• AIM OF THE EXERCISE:
Rewrite the section of the interview on involuntary mental health treatment that begins with the words "In the book, you" and ends after "care look like?", replacing "oversight" with "scrutiny".

• EXCERPT TO READ:
Your book discusses how workplace and institutional wellness initiatives have led to some people who are not in crisis being involuntarily detained when they ask for help. Is this a case of good intentions going wrong or overreach in those settings?

My concern is the different forms of power and leverage that are used against people. There is massive cultural buy-in to the concept of mental health, but it means all things to all people right now. Suddenly, when we say “mental health,” everybody who is grieving or who is feeling anxious about something has mental health issues. As I show in the book, there’s power relationships in workplaces where this coercion can play out and coerce somebody into treatment for experiencing conflict or distress in the workplace. Workplaces need to get out of this dynamic. And we’ve got to take away these really powerful laws that allow it to occur and rewrite them altogether.

In the book, you don’t argue for ending involuntary treatment as a whole. Instead you call for increasing data collection, evaluation and oversight over involuntary detention. What could improving accountability in involuntary mental health care look like?

I don’t think abolition is going to be seen as realistic by a lot of people, and we’re actually heading in the opposite direction because all the numbers across North America show more people are being forcibly treated. So then we back up to ask: What are some of the things we could do that should already be happening? And one of those is to be clear with the data and find out who is being forcibly treated, how often and what are the outcomes according to them, to their family and to their health-care providers.

Let’s be open about that and make sure lots of different points of view are at the table. Because right now, a fundamental part of this system is that it operates in the darkness.

Then the next level is accountability for the fact that a large proportion of detentions don’t follow the laws as they’re written now in B.C., according to the Ombudsperson. Nothing’s changing, and I expect the moment the Ombudsperson is not watching anymore, we’re going to fall back to very, very low levels of accountability.

And then we haven’t even got to the issue of abuse, harm and trauma and lack of positive outcomes for people. The data we do have shows it’s bad, and the complaints process is a mess. It’s virtually impossible to hold a mental health practitioner to account because it is impossible to say with certainty someone has one mental health issue over another or would have been slightly less worse-off if they hadn’t received a specific treatment.

Throughout the book, you mention your involvement with efforts to reform and improve involuntary treatment, as well as friendships with anti-involuntary detention activists. How does that experience inform your book and how do you navigate those relationships in your reporting?

I’ve never really believed in this term “objectivity,” but I do believe fairness is absolutely vital. I try to legitimately understand other points of view, and integrate those and reflect on those. As journalists, we write about things that we think are important, and that we care about. In this case, I’ve seen the level of damage that’s being done, and that’s the side that’s not being reported nearly as much. On the other hand, the mental health industry is really dominating the discussion right now, and we are so over-biased in the other direction right now as a culture.

I don’t consider myself in the end as a full-on activist on this issue, but I don’t think there’s any mystery to anyone who reads my writing where I’ve landed in my conclusions and the lens that I’m bringing. In fact, I try to be upfront about that so that people can evaluate what they’re reading from that perspective. I would love to see more people who’ve been through forced treatment writing and speaking out and being able to report on these issues because their voices are desperately underrepresented in our society. This is becoming a trend and I think that’s important for everybody to understand and care about.

• EXTRACTED ENTRIES:

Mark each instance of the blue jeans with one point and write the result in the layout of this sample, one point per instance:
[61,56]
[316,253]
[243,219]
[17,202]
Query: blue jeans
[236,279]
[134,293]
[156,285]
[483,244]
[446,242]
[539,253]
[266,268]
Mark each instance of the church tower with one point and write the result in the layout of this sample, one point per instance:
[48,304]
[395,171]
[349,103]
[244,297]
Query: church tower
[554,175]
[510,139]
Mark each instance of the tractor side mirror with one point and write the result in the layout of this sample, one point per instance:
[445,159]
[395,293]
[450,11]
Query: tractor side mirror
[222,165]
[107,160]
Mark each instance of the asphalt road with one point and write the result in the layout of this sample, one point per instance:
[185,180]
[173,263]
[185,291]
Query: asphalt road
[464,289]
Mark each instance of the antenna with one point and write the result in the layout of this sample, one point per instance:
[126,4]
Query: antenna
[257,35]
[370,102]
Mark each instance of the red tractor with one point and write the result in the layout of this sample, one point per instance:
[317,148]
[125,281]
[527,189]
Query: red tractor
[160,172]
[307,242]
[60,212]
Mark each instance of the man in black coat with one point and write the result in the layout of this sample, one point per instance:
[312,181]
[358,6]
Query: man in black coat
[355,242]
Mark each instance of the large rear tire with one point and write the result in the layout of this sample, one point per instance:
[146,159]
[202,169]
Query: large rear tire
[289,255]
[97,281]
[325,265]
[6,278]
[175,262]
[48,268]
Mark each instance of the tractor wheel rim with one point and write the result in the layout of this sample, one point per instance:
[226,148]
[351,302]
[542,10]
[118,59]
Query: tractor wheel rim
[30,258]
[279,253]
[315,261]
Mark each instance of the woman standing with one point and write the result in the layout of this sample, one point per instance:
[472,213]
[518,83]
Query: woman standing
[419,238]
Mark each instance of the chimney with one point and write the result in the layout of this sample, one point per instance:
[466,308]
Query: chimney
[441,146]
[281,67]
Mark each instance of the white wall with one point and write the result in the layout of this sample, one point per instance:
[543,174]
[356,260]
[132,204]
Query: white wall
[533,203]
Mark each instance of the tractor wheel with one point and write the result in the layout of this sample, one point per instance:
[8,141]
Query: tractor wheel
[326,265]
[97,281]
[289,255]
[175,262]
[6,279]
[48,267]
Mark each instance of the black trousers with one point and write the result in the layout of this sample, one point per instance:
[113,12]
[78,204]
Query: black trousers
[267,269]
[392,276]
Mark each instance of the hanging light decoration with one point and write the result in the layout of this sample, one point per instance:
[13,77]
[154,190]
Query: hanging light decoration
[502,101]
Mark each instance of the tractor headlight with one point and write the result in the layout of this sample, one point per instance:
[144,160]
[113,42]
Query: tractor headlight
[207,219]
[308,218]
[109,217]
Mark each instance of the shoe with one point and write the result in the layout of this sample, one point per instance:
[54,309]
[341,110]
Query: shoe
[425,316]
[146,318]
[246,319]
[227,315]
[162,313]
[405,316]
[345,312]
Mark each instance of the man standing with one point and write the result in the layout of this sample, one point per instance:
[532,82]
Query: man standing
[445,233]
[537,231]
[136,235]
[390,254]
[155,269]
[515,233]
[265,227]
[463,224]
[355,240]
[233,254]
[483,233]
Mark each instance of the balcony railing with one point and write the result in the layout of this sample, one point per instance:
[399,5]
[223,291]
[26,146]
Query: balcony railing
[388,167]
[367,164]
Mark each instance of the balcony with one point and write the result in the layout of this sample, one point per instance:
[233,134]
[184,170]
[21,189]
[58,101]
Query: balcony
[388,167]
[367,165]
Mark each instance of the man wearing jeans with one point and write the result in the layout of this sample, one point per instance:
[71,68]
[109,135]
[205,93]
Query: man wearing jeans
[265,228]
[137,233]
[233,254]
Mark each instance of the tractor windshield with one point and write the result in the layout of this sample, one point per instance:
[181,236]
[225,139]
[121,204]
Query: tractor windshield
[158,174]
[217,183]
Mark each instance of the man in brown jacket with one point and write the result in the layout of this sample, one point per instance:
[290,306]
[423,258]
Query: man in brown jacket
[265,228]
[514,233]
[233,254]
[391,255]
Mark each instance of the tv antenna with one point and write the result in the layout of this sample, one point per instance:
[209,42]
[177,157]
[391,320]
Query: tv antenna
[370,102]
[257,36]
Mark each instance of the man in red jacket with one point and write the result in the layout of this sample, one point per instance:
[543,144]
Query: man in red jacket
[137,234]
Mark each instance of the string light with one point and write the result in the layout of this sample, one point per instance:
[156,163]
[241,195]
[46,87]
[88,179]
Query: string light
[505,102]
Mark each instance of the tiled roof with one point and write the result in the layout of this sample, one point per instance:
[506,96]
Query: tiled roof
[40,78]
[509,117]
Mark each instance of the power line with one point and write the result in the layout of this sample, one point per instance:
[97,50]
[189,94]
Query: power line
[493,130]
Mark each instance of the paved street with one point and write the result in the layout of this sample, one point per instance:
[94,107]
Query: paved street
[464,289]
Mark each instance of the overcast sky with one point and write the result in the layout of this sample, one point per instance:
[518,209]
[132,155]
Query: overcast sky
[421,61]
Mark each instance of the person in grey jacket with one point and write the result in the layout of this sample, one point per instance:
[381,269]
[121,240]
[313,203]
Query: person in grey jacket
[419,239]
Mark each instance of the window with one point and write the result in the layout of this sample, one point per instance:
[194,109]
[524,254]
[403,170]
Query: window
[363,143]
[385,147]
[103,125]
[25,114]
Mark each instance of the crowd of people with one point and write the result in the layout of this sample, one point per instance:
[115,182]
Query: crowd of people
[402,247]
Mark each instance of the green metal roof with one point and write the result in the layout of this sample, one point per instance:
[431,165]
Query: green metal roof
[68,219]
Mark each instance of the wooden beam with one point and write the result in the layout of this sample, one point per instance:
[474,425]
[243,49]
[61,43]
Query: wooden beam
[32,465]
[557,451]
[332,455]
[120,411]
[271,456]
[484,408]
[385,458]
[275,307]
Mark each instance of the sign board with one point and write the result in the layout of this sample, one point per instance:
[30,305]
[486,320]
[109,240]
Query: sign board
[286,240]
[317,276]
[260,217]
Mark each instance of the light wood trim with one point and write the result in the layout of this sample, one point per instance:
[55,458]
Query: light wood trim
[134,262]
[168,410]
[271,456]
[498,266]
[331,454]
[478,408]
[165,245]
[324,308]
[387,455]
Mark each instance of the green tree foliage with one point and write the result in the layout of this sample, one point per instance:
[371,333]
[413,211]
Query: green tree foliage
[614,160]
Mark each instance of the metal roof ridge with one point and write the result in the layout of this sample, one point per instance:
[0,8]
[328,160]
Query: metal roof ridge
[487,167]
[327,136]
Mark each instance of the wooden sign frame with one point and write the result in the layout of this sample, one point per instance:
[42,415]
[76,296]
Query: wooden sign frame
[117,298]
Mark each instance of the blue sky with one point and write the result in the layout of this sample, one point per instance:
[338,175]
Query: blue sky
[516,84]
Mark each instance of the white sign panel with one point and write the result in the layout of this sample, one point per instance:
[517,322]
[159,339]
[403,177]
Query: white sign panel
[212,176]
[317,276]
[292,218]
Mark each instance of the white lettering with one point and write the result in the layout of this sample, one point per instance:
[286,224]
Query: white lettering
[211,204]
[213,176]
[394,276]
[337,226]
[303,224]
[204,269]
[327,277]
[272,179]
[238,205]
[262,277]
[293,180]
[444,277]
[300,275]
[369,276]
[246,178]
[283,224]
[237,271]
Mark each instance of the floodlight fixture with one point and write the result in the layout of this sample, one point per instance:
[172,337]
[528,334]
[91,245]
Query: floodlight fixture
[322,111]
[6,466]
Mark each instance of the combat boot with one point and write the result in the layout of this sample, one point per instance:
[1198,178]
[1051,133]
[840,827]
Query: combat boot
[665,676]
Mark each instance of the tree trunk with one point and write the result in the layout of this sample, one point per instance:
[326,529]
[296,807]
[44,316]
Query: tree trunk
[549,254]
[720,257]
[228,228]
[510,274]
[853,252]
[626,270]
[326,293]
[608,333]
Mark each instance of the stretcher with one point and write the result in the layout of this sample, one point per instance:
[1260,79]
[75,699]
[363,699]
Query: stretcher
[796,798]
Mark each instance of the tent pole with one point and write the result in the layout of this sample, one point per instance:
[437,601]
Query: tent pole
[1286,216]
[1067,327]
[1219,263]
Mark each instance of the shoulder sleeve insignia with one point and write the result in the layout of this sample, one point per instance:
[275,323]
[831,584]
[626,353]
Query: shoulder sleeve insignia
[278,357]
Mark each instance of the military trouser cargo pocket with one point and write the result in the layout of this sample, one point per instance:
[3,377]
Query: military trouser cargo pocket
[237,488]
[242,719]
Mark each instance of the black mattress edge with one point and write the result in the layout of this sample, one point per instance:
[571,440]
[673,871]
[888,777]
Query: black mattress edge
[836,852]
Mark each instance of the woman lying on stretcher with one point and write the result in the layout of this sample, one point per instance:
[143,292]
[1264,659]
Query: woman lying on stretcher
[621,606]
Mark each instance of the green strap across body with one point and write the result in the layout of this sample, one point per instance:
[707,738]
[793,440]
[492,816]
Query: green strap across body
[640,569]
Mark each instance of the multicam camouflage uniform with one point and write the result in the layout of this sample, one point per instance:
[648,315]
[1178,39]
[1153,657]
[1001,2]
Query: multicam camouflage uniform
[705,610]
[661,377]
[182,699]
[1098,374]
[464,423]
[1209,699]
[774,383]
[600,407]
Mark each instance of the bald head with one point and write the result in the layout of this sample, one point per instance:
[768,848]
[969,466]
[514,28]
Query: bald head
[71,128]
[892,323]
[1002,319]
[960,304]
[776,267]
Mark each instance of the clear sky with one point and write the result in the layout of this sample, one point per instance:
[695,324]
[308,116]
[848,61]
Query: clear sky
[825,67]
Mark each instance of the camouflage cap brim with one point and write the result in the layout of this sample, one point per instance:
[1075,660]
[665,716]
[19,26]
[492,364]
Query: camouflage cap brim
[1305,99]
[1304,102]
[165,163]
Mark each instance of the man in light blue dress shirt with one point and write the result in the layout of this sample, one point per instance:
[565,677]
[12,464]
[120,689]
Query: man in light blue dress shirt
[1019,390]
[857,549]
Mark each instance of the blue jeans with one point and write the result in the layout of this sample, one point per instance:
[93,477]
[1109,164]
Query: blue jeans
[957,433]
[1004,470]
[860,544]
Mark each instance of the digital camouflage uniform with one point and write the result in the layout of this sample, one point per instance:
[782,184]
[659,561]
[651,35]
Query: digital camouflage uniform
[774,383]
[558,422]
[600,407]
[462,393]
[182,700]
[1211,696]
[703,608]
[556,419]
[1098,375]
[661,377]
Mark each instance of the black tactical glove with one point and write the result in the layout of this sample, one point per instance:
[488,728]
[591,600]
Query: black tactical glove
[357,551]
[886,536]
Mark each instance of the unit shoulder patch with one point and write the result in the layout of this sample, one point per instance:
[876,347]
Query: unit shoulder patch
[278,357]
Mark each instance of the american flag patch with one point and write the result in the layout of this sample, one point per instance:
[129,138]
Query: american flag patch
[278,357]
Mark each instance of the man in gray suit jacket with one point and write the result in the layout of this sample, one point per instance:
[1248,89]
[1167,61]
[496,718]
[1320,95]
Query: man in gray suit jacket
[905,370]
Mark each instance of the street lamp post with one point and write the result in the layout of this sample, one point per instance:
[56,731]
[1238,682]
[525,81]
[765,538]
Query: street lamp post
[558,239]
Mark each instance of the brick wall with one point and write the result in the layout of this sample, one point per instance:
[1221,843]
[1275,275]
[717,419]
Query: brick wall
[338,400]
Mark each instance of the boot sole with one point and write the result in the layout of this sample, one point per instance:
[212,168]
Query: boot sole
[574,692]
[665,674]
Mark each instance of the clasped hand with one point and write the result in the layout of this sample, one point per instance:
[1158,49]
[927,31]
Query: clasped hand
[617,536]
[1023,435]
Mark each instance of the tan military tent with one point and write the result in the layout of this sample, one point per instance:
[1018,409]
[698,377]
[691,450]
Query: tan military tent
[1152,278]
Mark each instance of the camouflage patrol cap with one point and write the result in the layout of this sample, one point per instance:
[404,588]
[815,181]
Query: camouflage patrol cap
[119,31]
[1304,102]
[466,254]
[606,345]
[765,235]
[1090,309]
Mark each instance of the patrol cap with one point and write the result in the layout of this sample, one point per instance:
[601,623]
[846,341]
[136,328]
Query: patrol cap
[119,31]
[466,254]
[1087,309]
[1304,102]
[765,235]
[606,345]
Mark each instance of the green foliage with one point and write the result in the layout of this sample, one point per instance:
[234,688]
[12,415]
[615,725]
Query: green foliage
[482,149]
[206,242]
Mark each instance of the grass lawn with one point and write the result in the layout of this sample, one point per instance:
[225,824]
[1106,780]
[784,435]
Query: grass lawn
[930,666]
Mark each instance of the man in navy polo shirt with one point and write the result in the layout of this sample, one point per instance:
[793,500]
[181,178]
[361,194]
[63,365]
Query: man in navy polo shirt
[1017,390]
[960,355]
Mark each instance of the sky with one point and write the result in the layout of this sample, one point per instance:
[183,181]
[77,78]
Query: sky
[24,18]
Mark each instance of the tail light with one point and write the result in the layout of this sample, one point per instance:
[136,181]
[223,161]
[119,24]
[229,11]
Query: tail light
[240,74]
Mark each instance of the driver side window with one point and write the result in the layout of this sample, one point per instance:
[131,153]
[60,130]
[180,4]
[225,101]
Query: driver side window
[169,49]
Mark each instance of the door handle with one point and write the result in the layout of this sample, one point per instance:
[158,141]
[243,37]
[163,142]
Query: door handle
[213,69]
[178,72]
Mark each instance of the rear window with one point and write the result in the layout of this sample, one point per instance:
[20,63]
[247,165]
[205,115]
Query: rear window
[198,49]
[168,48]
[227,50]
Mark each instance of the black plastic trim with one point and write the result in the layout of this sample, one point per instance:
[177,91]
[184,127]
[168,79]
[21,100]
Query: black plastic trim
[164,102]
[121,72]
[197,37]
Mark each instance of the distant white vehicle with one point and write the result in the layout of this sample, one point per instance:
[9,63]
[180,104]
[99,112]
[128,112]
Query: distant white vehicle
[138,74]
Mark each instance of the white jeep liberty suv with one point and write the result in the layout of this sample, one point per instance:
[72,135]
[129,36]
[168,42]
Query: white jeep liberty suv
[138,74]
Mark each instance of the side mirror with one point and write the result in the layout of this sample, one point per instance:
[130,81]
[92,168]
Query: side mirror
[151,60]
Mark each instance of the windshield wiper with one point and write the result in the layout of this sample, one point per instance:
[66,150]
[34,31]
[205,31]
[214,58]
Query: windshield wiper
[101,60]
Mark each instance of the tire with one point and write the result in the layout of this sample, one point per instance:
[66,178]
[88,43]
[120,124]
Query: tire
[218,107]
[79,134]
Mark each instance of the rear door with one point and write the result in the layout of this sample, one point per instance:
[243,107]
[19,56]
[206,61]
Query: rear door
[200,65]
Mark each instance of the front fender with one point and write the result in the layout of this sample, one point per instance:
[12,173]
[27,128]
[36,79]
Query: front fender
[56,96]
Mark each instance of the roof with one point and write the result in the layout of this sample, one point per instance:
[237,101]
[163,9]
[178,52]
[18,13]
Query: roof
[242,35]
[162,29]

• ANSWER TO THE EXERCISE:
In the book, you don’t argue for ending involuntary treatment as a whole. Instead you call for increasing data collection, evaluation and scrutiny over involuntary detention. What could improving accountability in involuntary mental health care look like?